## [Problem requirements]
What you return should match the material below line for line, except that no image appears in it.

## [Data provided]
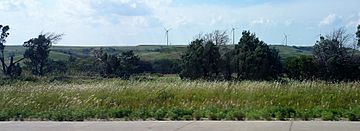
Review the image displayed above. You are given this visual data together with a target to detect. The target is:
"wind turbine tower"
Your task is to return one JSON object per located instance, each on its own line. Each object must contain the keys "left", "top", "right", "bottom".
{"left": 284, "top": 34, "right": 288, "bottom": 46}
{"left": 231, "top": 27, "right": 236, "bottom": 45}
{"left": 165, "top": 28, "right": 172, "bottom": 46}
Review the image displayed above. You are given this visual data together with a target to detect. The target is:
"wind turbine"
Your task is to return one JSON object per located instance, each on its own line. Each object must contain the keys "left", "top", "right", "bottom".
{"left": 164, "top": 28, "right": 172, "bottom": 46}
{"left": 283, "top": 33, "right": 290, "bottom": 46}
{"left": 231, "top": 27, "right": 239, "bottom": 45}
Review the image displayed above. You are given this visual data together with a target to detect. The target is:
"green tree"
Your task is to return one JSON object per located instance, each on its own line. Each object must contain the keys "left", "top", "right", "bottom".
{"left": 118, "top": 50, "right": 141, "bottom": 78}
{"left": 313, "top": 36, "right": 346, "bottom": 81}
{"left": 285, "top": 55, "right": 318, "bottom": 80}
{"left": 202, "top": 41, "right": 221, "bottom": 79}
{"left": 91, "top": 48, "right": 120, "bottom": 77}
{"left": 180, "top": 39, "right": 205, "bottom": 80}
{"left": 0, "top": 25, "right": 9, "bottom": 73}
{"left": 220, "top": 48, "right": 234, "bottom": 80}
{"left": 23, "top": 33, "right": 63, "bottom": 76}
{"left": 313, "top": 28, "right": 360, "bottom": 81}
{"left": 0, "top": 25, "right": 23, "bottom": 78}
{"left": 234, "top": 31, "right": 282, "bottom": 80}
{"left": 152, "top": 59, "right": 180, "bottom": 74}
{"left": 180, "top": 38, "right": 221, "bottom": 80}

## [Answer space]
Review the image displayed above. You are given this visual data together with a target to detect. The target is:
"wind turbine tower"
Your task is to return one JSON object per located instance, each on its own line. Each object must contain the keys "left", "top", "right", "bottom".
{"left": 284, "top": 34, "right": 288, "bottom": 46}
{"left": 231, "top": 27, "right": 236, "bottom": 45}
{"left": 165, "top": 28, "right": 172, "bottom": 46}
Review the image displayed above. You are given this visual data together with a target to detect. The target is:
"wind turbine"
Your task is to return one JSON object per located instance, each on its own line. Each object must contain the keys "left", "top", "right", "bottom".
{"left": 164, "top": 28, "right": 172, "bottom": 46}
{"left": 283, "top": 33, "right": 290, "bottom": 46}
{"left": 231, "top": 27, "right": 239, "bottom": 45}
Review the image displayed above. You are given this visual data together with a target to detect. The target is:
"green tree"
Your task is to return one JSON object per located instance, each on its own line. Each object must contain the keys "left", "top", "right", "bottom".
{"left": 118, "top": 50, "right": 141, "bottom": 78}
{"left": 313, "top": 36, "right": 346, "bottom": 81}
{"left": 285, "top": 55, "right": 318, "bottom": 80}
{"left": 202, "top": 41, "right": 221, "bottom": 79}
{"left": 91, "top": 48, "right": 120, "bottom": 77}
{"left": 180, "top": 39, "right": 205, "bottom": 80}
{"left": 0, "top": 25, "right": 9, "bottom": 73}
{"left": 220, "top": 48, "right": 234, "bottom": 80}
{"left": 23, "top": 33, "right": 63, "bottom": 76}
{"left": 313, "top": 28, "right": 360, "bottom": 81}
{"left": 0, "top": 25, "right": 23, "bottom": 78}
{"left": 234, "top": 31, "right": 282, "bottom": 80}
{"left": 152, "top": 59, "right": 180, "bottom": 74}
{"left": 180, "top": 38, "right": 221, "bottom": 80}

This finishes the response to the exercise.